TEXT TO READ
Trouble in the land of Gafcon/ACNA

by

The Anglican Church in North America, not a part of the Anglican Communion, is comprised of dioceses, several that broke away from The Episcopal Church and remain in litigation with a diocese loyal to The Episcopal Church. That includes the breakaway Diocese of Fort Worth, one of the ACNA dioceses opposed to female bishops.

Recently GAFCON revealed that a female bishop was consecrated in South Sudan in December 2016.

The following is the reaction of the breakaway Diocese of Fort Worth under the leadership of Bishop Jack Iker:


“Behold, how good and pleasant it is when brothers dwell in unity.” Psalm 133. 1 
RE: Appointment of Elizabeth Awut as Bishop
To the GAFCON Primates:
Greetings in the strong name of our Lord, Jesus Christ. In advance of the GAFCON meeting in Jerusalem this summer, we renew our gratitude for the many sacrifices the international body of Anglican Christians has made to maintain a community where “the faith once delivered to the saints” may be practiced and preached to the glory of God, the edification of the Church, and the conversion of the world. Indeed, the GAFCON movement has come to the aid of many groups, such as the Diocese of Fort Worth, in our hour of need, for which we maintain an attitude of thanksgiving in prayer and fellowship.
At the same time, we write to express our deepest concerns over the actions taken by the Episcopal Church in South Sudan in consecrating Ms. Elizabeth Awut to the office of Bishop. Firstly, we raise the concern of the mixed messages between “a senior member of GAFCON who asked not to be named” declaring this consecration to be akin to a “wartime expediency” and the quote attributed to the Most Rev. Daniel Deng that “he had long hoped to be able to appoint a woman as bishop and was pleased with the innovation.” Indeed, it is difficult to maintain the thought that both sentiments can be true. While we recognize that the moratorium against the consecration of women to the episcopate established by the GAFCON Primates is of a voluntary nature, yet the disparate and conflicting public statements being made concerning her consecration are deeply troubling. To speak plainly, which is it, some kind of anomaly or a theological conviction?

(Entries from a dataset)
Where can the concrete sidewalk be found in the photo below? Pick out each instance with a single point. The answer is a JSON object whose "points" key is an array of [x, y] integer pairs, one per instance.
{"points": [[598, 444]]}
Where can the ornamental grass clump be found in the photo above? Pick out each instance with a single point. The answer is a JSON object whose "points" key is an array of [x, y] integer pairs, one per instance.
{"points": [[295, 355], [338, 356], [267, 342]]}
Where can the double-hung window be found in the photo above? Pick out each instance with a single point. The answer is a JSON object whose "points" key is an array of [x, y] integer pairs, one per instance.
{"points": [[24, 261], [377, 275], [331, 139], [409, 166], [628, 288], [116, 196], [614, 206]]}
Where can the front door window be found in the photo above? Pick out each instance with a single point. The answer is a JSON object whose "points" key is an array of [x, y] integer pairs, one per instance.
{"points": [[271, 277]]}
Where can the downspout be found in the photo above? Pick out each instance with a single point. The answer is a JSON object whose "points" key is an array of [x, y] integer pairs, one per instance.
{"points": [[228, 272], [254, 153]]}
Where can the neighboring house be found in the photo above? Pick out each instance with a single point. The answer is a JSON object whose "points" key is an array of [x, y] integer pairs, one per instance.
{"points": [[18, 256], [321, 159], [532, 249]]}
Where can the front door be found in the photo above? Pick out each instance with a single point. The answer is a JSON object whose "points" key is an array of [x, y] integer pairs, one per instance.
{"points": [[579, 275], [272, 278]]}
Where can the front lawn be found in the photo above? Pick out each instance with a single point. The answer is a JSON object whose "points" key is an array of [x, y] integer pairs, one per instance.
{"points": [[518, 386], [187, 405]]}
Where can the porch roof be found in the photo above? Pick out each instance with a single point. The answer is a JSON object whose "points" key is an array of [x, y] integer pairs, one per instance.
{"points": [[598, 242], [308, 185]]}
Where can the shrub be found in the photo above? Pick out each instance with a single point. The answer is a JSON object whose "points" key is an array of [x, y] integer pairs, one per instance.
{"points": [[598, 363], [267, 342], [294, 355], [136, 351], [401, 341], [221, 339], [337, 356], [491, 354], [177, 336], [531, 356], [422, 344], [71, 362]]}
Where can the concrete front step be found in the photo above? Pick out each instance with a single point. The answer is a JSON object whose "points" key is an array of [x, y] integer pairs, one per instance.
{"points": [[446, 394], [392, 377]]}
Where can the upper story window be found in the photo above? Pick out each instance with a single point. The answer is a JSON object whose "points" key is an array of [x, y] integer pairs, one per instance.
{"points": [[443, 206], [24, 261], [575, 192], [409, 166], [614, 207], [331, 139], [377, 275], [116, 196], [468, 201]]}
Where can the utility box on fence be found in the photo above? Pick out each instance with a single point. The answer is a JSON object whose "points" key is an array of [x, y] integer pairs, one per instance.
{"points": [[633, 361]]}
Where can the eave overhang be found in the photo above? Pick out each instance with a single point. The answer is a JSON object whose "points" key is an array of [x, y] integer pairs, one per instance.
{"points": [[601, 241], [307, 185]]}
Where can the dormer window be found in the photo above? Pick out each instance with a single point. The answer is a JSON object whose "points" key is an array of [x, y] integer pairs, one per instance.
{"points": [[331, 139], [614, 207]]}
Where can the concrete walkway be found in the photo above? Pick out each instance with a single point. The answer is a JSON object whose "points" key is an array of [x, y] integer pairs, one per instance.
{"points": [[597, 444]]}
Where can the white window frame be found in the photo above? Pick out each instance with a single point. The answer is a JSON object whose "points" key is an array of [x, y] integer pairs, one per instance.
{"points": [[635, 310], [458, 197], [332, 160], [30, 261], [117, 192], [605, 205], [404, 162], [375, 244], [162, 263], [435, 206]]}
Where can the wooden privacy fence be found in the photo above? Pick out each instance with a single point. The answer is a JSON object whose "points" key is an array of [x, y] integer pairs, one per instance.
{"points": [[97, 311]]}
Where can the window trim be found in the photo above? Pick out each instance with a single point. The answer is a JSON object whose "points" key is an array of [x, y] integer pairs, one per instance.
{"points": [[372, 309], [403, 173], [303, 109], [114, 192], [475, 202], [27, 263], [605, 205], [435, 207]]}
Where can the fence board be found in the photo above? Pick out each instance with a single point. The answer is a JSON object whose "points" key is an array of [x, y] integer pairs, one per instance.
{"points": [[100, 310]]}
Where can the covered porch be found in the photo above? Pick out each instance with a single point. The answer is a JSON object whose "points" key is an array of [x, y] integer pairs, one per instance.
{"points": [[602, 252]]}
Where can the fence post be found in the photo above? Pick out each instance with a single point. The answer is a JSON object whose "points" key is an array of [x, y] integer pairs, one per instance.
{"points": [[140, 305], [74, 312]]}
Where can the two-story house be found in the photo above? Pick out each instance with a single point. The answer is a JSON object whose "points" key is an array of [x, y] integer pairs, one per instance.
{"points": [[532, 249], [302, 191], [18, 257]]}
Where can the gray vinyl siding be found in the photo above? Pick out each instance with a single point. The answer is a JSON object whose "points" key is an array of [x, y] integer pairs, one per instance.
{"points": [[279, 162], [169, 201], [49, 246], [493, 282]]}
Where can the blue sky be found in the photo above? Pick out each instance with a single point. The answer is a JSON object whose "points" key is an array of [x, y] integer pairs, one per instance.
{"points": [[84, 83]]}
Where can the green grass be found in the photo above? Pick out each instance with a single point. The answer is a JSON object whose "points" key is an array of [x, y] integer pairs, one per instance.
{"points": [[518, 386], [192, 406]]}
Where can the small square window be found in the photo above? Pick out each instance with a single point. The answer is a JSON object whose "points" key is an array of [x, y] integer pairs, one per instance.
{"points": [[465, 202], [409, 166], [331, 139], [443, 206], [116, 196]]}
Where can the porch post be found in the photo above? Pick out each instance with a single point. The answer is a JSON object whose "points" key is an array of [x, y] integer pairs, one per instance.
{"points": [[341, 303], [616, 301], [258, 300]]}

PROBLEM SET
1. Reproduce the piece on Gafcon and ACNA from "The Anglican Church" up to and including "in December 2016.".
2. Resume the piece on Gafcon and ACNA, picking up right after its last sentence.
You won't need the material for this.

SOLVED PROBLEMS
1.
The Anglican Church in North America, not a part of the Anglican Communion, is comprised of dioceses, several that broke away from The Episcopal Church and remain in litigation with a diocese loyal to The Episcopal Church. That includes the breakaway Diocese of Fort Worth, one of the ACNA dioceses opposed to female bishops.

Recently GAFCON revealed that a female bishop was consecrated in South Sudan in December 2016.

2.
Moreover, we struggle to understand why it is that the consecration of Ms. Awut has been seemingly kept as a secret within the GAFCON community for over a year. If it is the belief of the South Sudanese that women are rightly consecrated to the episcopacy, why was this not more openly celebrated from the start? Given that her consecration is an innovation within GAFCON, it would seem that this news would naturally be much more public than it has, yet it is not. Why is it only now — over a full year after the fact – being made so public and widely distributed? Why is it that a senior member of GAFCON is making public statements only on the condition of anonymity? Is there something to hide within the broader GAFCON community? If so, what and why? Are we not called to live in the Light?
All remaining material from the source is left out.